— START OF Data provided —

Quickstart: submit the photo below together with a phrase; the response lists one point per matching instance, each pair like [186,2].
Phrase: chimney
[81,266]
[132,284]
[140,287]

— END OF Data provided —

Short exercise: Transcribe each entry exactly.

Task result:
Quickstart: submit the photo below together with a phrase; the response lists one point per matching instance, each pair like [186,2].
Phrase: chimney
[81,266]
[132,284]
[140,287]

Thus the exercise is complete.